## GIVEN REQUEST
Edit the data below so that each "instance" becomes "occurrence", keeping everything else unchanged. Leave the pictures out of your answer.

(Dataset rows on where objects appear)
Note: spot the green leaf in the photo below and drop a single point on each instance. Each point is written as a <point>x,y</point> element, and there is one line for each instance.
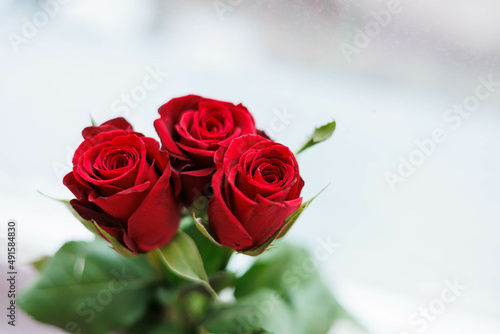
<point>88,288</point>
<point>262,312</point>
<point>283,230</point>
<point>295,215</point>
<point>117,246</point>
<point>215,257</point>
<point>41,263</point>
<point>320,134</point>
<point>182,257</point>
<point>291,272</point>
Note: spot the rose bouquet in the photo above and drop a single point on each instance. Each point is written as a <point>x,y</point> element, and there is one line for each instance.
<point>174,213</point>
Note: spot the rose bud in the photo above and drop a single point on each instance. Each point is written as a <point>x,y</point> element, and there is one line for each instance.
<point>192,129</point>
<point>256,187</point>
<point>122,182</point>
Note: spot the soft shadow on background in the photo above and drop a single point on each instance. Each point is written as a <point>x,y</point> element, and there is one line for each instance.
<point>413,202</point>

## RESPONSE TO THIS EXERCISE
Note: spot the green leaf in the photo below and drop a single point on each occurrence. Each point is written as a <point>x,y</point> element, and there is one line for each occurrence.
<point>88,288</point>
<point>262,312</point>
<point>283,230</point>
<point>295,215</point>
<point>117,246</point>
<point>215,257</point>
<point>41,263</point>
<point>320,134</point>
<point>182,257</point>
<point>291,272</point>
Note: spot the rose bouquet in the photo above and drop a single point on each occurrence. Each point is written as a <point>x,y</point> element, and there is one line for each occurrence.
<point>174,213</point>
Note: spot the rose bud in the photo above and drop a single point on each occurrence. Each point is written as a <point>x,y</point> element, and there is one line for each occurrence.
<point>192,129</point>
<point>256,187</point>
<point>122,182</point>
Note: spot the soft shadow on background in the photo above and drop a single point on each occurrence. Each point is written as a <point>x,y</point> element, and there is one line for each occurrence.
<point>413,202</point>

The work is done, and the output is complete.